TASK
Each record, exactly as written, should be printed again.

(INPUT FOR THIS TASK)

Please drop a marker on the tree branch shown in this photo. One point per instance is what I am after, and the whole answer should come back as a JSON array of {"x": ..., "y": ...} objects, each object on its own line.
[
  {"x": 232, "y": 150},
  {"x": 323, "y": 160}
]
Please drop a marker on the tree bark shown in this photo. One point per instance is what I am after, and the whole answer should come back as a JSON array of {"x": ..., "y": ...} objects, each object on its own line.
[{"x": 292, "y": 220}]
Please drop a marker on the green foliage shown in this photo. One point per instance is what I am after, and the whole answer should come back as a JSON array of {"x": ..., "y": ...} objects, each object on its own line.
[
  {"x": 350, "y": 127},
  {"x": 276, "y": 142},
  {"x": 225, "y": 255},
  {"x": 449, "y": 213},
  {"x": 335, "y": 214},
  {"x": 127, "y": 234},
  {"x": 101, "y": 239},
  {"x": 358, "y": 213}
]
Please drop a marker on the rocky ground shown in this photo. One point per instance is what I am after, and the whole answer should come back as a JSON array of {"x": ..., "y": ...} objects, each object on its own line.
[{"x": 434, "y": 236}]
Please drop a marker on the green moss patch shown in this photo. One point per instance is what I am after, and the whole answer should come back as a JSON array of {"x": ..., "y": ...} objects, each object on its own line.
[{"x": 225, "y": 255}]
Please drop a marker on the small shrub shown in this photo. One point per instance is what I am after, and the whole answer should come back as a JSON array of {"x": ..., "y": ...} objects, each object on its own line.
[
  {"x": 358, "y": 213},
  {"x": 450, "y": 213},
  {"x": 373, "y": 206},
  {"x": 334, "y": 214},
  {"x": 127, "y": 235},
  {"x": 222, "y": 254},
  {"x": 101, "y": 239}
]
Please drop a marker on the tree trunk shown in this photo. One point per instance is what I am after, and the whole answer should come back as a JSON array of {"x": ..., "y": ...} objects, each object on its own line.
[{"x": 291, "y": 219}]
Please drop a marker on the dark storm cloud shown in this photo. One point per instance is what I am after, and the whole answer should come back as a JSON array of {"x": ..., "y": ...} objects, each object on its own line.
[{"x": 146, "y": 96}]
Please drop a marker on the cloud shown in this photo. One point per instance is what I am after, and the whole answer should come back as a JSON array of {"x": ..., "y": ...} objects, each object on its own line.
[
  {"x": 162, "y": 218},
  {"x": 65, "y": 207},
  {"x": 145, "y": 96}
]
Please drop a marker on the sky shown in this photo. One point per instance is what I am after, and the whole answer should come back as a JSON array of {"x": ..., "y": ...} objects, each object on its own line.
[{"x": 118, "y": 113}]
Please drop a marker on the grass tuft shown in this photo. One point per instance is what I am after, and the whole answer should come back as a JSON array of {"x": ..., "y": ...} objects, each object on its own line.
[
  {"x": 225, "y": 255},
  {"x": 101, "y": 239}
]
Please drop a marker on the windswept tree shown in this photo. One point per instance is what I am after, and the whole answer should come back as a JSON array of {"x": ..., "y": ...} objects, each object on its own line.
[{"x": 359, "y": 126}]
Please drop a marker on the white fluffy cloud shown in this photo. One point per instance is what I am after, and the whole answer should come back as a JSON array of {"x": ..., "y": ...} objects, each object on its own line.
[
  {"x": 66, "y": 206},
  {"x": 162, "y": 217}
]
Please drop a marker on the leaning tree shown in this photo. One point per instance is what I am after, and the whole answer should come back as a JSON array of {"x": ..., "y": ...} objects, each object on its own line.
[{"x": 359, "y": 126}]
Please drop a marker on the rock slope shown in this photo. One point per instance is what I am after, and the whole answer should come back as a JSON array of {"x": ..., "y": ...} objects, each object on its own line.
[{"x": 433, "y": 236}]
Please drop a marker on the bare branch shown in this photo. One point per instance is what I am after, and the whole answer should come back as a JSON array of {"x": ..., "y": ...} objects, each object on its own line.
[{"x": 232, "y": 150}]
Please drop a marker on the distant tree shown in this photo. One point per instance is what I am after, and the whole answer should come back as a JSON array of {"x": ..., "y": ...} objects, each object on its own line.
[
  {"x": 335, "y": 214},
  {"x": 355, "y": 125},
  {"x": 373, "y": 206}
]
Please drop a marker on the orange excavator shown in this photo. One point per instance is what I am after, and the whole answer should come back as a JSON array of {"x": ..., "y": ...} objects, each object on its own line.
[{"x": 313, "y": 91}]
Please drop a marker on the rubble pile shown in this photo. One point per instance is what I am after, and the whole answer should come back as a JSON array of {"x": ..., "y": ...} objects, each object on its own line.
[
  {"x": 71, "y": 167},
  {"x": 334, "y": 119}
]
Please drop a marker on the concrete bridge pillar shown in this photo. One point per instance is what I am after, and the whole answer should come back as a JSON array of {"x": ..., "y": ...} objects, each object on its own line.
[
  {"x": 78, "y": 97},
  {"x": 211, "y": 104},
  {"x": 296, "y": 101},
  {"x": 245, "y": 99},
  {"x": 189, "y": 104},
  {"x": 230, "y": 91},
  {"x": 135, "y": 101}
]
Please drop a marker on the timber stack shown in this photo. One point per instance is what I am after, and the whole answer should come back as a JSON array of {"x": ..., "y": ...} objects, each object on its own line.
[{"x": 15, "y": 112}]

(End INPUT FOR THIS TASK)

TASK ANSWER
Please drop a marker on the tree branch shown in this photo. One point per instance is what I am after, and the whole answer should come back as a JSON array of {"x": ..., "y": ...} objects, each object on its own line.
[
  {"x": 232, "y": 150},
  {"x": 323, "y": 160}
]
Please drop a marker on the tree bark shown in this photo. One point per instance is what I am after, and the whole answer should come back as a JSON array of {"x": ..., "y": ...} objects, each object on its own line.
[{"x": 292, "y": 220}]
Please drop a marker on the green foliage shown in this photo. One point per instance is what I am after, and the whole answer should come back as a JSON array of {"x": ..., "y": ...} objects, each object on its own line.
[
  {"x": 350, "y": 127},
  {"x": 276, "y": 142},
  {"x": 225, "y": 255},
  {"x": 449, "y": 213},
  {"x": 335, "y": 214},
  {"x": 127, "y": 234},
  {"x": 101, "y": 239},
  {"x": 358, "y": 213}
]
Please drop a marker on the rocky ground shown in this photo. One point per instance is what I am after, and the whole answer should come back as a JSON array of {"x": ..., "y": ...} objects, each object on its own line.
[{"x": 434, "y": 236}]
Please drop a marker on the green moss patch shown in this photo. One point per instance is what I am after, and the whole answer should come back as a JSON array of {"x": ..., "y": ...} objects, each object on its own line.
[{"x": 225, "y": 255}]
Please drop a marker on the small shrub shown in this photo. One point per instance is what I am after, and the whole answer should come back as a JSON array of {"x": ..., "y": ...} objects, each object on its own line.
[
  {"x": 358, "y": 213},
  {"x": 450, "y": 213},
  {"x": 373, "y": 206},
  {"x": 334, "y": 214},
  {"x": 127, "y": 235},
  {"x": 222, "y": 254},
  {"x": 101, "y": 239}
]
Please drop a marker on the tree trunk shown in this photo. One point per instance is what I am after, and the whole answer should come back as a JSON array of {"x": ..., "y": ...} objects, each object on its own line.
[{"x": 291, "y": 219}]
Please drop a marker on the dark storm cloud shown in this photo. One point per instance is what I am after, and the whole answer should come back as a JSON array of {"x": ..., "y": ...} objects, each object on its own line.
[{"x": 146, "y": 96}]
Please drop a marker on the cloud shown in this photo. One point per instance is what I am after, and the whole answer should come back as a JSON array of {"x": ..., "y": ...} objects, each object on its own line.
[
  {"x": 162, "y": 218},
  {"x": 65, "y": 207},
  {"x": 145, "y": 96}
]
Please drop a marker on the sky shown in this photo. One point per instance is what I am after, and the whole answer should come back as a JSON array of {"x": ..., "y": ...} objects, each object on its own line.
[{"x": 118, "y": 113}]
Please drop a marker on the grass tuft shown in this photo. One point per instance is what I am after, and the whole answer should come back as a JSON array of {"x": ..., "y": ...} objects, each object on its own line.
[
  {"x": 225, "y": 255},
  {"x": 101, "y": 239}
]
Please drop a marker on the windswept tree shown in this photo. One point per instance is what I am after, and the whole answer should come back as a JSON array of {"x": ..., "y": ...} objects, each object on its own line.
[{"x": 359, "y": 126}]
Please drop a marker on the white fluffy cloud shown in this photo. One point per instance is what I am after, and the whole answer should come back as a JSON array of {"x": ..., "y": ...} objects, each object on its own line.
[
  {"x": 66, "y": 206},
  {"x": 162, "y": 217}
]
Please drop a marker on the leaning tree shown in this photo. One point per instance is what I am after, and the whole answer should come back as a JSON array of {"x": ..., "y": ...} objects, each object on its own line.
[{"x": 359, "y": 126}]
Please drop a marker on the rock slope shown in this photo. One point per instance is what I am after, and the whole answer should come back as a JSON array of {"x": ..., "y": ...} objects, each object on its own line.
[{"x": 433, "y": 236}]
Please drop a marker on the bare branch shown in this photo. One point per instance is what I am after, and the whole answer should come back as a JSON array of {"x": ..., "y": ...} objects, each object on its own line.
[{"x": 232, "y": 150}]
Please drop a marker on the distant tree shown in this photo. One point per instance is what I am after, and the whole answer should come back as a JSON array of {"x": ..., "y": ...} objects, each object on its own line.
[
  {"x": 335, "y": 214},
  {"x": 355, "y": 125},
  {"x": 373, "y": 206}
]
Please drop a marker on the orange excavator shown in this photo. One point per instance is what I am after, and the whole answer should come back as a JSON array of {"x": ..., "y": ...} objects, each object on its own line.
[{"x": 313, "y": 91}]
Please drop a marker on the rubble pile shown in this photo. One point per instance is what I am after, and the whole answer should come back as a JSON array of {"x": ..., "y": ...} objects, each object on its own line.
[
  {"x": 71, "y": 167},
  {"x": 334, "y": 119}
]
Please drop a marker on the concrete bridge pillar shown in this photo. One point per instance is what I am after, and the whole answer should come back as a JSON array of {"x": ..., "y": ...} objects, each object on its own line.
[
  {"x": 78, "y": 97},
  {"x": 211, "y": 104},
  {"x": 296, "y": 101},
  {"x": 245, "y": 99},
  {"x": 189, "y": 104},
  {"x": 230, "y": 91},
  {"x": 135, "y": 101}
]
Please drop a marker on the timber stack shown in this photo. One point per instance is what I am after, and the whole answer should come back as a JSON array of {"x": ..., "y": ...} objects, each object on its own line.
[{"x": 15, "y": 112}]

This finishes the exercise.